• _What is being asked_
Print every record exactly.

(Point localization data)
----
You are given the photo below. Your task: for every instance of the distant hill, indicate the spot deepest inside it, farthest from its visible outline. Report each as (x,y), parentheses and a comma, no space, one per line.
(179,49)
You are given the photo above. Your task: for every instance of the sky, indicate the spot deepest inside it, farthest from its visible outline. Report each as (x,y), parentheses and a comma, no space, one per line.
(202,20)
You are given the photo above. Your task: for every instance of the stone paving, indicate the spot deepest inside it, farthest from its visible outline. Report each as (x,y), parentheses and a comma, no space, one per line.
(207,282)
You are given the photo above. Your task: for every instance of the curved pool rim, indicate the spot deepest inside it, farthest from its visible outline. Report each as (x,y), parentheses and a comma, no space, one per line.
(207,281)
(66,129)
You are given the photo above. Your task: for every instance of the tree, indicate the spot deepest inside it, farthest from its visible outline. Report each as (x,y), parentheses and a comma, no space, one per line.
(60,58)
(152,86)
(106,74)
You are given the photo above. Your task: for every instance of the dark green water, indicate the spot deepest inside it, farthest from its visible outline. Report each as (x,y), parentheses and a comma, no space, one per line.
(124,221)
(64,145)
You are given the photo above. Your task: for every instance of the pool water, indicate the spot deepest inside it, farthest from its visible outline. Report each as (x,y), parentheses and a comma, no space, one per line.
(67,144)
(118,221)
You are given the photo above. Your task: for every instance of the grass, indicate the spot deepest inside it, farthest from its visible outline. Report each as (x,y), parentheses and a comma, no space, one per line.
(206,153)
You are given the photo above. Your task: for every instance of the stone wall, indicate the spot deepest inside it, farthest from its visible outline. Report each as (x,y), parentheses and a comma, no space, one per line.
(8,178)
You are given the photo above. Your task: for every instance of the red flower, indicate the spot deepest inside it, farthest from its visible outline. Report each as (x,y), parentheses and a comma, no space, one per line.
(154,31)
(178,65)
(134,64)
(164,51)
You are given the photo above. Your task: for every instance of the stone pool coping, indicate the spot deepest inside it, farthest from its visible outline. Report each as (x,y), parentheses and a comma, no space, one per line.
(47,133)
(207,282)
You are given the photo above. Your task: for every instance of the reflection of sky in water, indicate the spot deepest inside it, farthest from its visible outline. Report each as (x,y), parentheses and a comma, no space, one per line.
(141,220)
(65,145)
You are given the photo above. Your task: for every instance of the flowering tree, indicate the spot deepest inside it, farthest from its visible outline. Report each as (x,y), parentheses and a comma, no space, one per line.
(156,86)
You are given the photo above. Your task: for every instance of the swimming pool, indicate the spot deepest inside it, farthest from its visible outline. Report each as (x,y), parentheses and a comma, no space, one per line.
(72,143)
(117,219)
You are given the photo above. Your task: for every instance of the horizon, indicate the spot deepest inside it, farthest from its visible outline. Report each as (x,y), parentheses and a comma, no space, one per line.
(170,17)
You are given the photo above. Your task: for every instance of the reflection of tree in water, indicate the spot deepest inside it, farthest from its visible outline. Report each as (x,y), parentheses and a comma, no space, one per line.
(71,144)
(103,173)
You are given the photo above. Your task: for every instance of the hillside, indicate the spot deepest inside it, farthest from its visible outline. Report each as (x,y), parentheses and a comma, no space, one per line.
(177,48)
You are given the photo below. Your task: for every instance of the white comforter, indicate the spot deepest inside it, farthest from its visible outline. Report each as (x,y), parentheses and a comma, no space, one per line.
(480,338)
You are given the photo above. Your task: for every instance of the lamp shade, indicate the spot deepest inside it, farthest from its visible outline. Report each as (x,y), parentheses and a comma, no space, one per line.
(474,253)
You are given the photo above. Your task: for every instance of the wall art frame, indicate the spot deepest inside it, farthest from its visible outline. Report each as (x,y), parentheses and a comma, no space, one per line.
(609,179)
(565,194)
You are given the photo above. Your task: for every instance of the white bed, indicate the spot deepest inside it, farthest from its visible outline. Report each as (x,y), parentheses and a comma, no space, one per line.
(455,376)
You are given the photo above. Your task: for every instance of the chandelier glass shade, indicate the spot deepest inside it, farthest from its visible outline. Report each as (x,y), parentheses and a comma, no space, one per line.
----
• _The completed task_
You are given the photo below. Your task: for every instance of the distant hill, indicate the spot deepest inside it, farthest from its visible outline. Report each as (x,y), parentheses and a comma, no space, one per line.
(179,49)
You are given the photo above. Your task: for every instance of the sky, indicate the spot deepest inside it, farthest from its visible outline. Report each as (x,y), parentheses and a comma, no space, one per line.
(202,20)
You are given the photo above. Your task: for every instance of the stone paving, indicate the spot deepest inside it, farthest from its visible outline. Report each as (x,y), parentheses and a comma, no space, one per line.
(207,282)
You are given the photo above. Your task: for every instance of the curved pool rim, indicate the spot deepest inside it, farthest from its visible outline. Report each as (x,y), parentheses and a comma, no space, one per line.
(207,281)
(66,129)
You are given the photo above. Your task: for every instance of the tree, indicate the spot deepest inside it, farthest from its visible outline. Report each as (x,y), parentheses and a comma, no space, one per line.
(60,58)
(152,86)
(106,74)
You are given the photo above. Your task: for every instance of the dark green water, indicate the spot deepest inside it, farthest from its visible outline. Report each as (x,y), parentheses and a comma, no space, one per line.
(124,221)
(64,145)
You are given the photo above. Your task: for every instance of the pool water, indicate the spot deepest inside it, farthest from its visible outline. Report each as (x,y), parentheses and a comma, no space, one per line.
(67,144)
(118,221)
You are given the photo above. Your task: for every instance of the grass, indicate the spot deepest inside it, farthest from its visible outline. Report each as (x,y), parentheses and a comma, no space, one per line.
(206,153)
You are given the photo above. Your task: for every instance of the stone wall, indicate the spot deepest inside it, farthest from its visible outline. Report each as (x,y), parentheses and a comma, no space, one per line.
(8,178)
You are given the photo above. Your task: for every instance of the red flower, indicate the spot deepest inside it, farthest from its visible outline. Report each as (x,y), parentheses and a comma, no space, one per line.
(154,31)
(178,65)
(134,64)
(164,51)
You are given the photo above. Your task: for every instance of the stone pool coping, indicate the spot deepest inside it, farthest from its visible outline. Report each as (x,y), parentheses and a comma, no space, one per line.
(47,133)
(207,282)
You are given the photo above. Your task: for every instance of the reflection of sky in water, indicate the spot deepest inside it, farthest from its visible outline. Report each as (x,y), parentheses and a comma, no space, one per line.
(141,220)
(65,145)
You are given the photo above. Your task: for every instance of the flowering tree, indicate the spot deepest inside it, farthest from its visible outline. Report each as (x,y), parentheses and a comma, no space, one per line.
(156,86)
You are given the photo above. Your task: for every instance of the swimming pool, indicate the spot deepest inside it, farthest from its visible outline. Report each as (x,y), parentheses and a comma, no space, one per line.
(72,143)
(117,219)
You are given the photo above. Your task: for every instance of the horizon, indicate the spot deepest inside it, farthest from its visible outline. Report each as (x,y), parentheses and a comma, no space, one per line.
(170,17)
You are given the photo above. Your task: for every instance of the reflection of tree in water, indicate the spot deepest inside it, farthest from its visible outline. Report each as (x,y), parentheses and a comma, no space, one per line.
(71,144)
(103,173)
You are given the photo above. Your task: for every instance of the hillside, indicate the spot deepest inside it, farthest from its visible outline. Report each as (x,y), parentheses and a comma, no space, one per line.
(177,48)
You are given the photo below. Your task: for every instance of the white comforter, indicate the spot deepest inside it, farthest from its visible outline. Report each as (x,y), parentheses and a comma, no space, one per line.
(480,338)
You are given the photo above. Your task: for every instance of the lamp shade, indicate the spot deepest inside it, farthest from its visible outline. Report each as (x,y), parentheses and a comma, no space, one per line.
(474,253)
You are given the photo above. Your task: for every instance of the wall art frame, indicate the spot deepest inside it, farthest from its visible outline. Report each as (x,y), parentheses and a comma, no space, one per line.
(609,179)
(565,194)
You are given the photo above. Your task: for every instance of the white bed, indicate the spot deepest inside it, farthest from its visible outline. Report each as (x,y), parentheses and a comma, no space, one per line.
(455,376)
You are given the photo above. Your task: for every instance of the chandelier glass shade, indicate the spot deepest inside it, farthest from its visible outline. Report each as (x,y), parentheses and a comma, no space, one per line.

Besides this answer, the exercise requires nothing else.